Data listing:
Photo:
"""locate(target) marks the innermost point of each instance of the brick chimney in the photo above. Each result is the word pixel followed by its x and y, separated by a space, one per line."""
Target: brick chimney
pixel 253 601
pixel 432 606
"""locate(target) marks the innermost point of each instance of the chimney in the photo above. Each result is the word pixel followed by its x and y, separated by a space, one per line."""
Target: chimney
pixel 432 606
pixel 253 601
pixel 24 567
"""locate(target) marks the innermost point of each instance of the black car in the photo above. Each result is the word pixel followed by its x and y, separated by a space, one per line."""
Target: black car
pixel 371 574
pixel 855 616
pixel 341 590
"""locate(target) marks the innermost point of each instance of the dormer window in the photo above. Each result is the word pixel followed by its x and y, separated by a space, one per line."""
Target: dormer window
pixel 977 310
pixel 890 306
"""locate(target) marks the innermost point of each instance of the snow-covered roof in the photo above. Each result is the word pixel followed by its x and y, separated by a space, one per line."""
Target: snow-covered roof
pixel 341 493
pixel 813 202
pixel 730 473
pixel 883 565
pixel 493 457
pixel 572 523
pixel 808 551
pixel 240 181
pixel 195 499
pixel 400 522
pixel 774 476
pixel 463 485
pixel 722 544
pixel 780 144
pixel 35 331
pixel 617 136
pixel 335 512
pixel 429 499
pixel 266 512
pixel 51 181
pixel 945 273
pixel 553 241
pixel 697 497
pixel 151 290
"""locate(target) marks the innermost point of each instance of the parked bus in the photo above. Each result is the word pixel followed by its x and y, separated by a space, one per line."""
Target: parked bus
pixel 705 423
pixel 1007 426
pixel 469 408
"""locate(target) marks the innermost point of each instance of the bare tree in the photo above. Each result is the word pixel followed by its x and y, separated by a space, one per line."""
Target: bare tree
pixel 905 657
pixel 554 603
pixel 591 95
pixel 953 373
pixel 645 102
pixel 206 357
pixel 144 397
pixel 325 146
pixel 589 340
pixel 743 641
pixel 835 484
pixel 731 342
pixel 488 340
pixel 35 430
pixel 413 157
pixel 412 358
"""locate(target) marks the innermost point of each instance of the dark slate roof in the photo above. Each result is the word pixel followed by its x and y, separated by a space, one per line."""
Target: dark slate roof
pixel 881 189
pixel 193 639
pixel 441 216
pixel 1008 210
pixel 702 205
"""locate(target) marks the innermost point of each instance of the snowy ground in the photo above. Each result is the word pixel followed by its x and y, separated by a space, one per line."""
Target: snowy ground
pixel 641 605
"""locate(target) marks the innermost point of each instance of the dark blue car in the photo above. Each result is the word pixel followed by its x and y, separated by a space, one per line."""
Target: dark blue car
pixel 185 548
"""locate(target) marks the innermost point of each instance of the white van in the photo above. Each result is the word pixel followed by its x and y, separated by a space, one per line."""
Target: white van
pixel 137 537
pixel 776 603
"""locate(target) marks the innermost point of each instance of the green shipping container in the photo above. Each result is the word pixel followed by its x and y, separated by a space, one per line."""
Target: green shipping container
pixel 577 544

DIRECTIONS: Could you repeat all of the rows above word for word, with every line unchanged and in the same order?

RESULT BELOW:
Photo:
"""locate(target) marks the innermost point of each instance of the brick chimney in the photo above. Each result is the word pixel followed by its x and y, separated by a space, one per line."""
Target: brick chimney
pixel 253 601
pixel 432 606
"""locate(target) marks the innermost point of each instance of the chimney in the photo above. Each result is the word pixel followed by its x and y, separated by a space, one per line."""
Target: chimney
pixel 432 606
pixel 253 601
pixel 24 567
"""locate(target) marks the innermost point of each instance of the black car in the photo above. Each result is the word pixel followed by its x and y, separated by a space, one per line."""
Target: black car
pixel 371 574
pixel 855 616
pixel 341 590
"""locate(target) marks the innermost point of each instance of the dormer window in the photo above. Each result is the word pixel followed by its x and y, separated by a space, one per line."""
Target: dormer window
pixel 977 310
pixel 890 306
"""locate(target) marks the innermost point of each instance of the snow-covered roof in the photo above. Each result is the word pixel followed by its x and y, separated by a space, one per line."""
Target: snow-covered roof
pixel 341 493
pixel 813 202
pixel 730 473
pixel 883 565
pixel 493 457
pixel 572 523
pixel 808 551
pixel 240 181
pixel 195 499
pixel 400 522
pixel 774 476
pixel 463 485
pixel 722 544
pixel 780 144
pixel 35 331
pixel 617 136
pixel 335 512
pixel 429 499
pixel 266 512
pixel 51 181
pixel 945 273
pixel 553 241
pixel 697 497
pixel 151 290
"""locate(target) marks the innermost point of each instance of the parked bus in the photo above. Each result is the word pixel followed by its x and y, separated by a space, one per line."""
Target: parked bus
pixel 705 423
pixel 1007 426
pixel 469 408
"""locate(target) marks the innermost point of each instance of the bare tree in the photo above. Each result is the word pixel followed by its x and y, separated by a space, one per line."""
Target: bare tree
pixel 905 657
pixel 554 603
pixel 591 95
pixel 953 373
pixel 645 102
pixel 206 357
pixel 144 397
pixel 325 146
pixel 589 340
pixel 743 641
pixel 835 484
pixel 731 342
pixel 488 340
pixel 35 430
pixel 413 157
pixel 412 358
"""locate(target) marks the innermost point of each instance of the dark slate roof in the photo above. Each result is the word pixel followed by its x and y, separated by a space, one per line."""
Target: dark slate roof
pixel 881 189
pixel 193 639
pixel 441 216
pixel 1008 210
pixel 702 205
"""locate(target) marks the innermost point of each instance of the snowy ground in the photo above. Each result is the word pixel followed by its x and y, separated by a space, one per line."""
Target: snowy ground
pixel 641 605
"""locate(target) marks the innermost point of each instance of the dark blue car in the photo above. Each result is the word pixel followed by its x and y, separated by a space, one per line."""
Target: dark blue car
pixel 185 548
"""locate(target) marks the innermost point of each instance of the white van in the photo above. Each result is the word pixel followed by its x and y, separated by a space, one per line."""
Target: white van
pixel 137 537
pixel 776 603
"""locate(target) marks the innermost point of each instance of the green shipping container in the photo above. Each result is the word pixel followed by its x and y, separated by a space, one per line."""
Target: green shipping container
pixel 577 544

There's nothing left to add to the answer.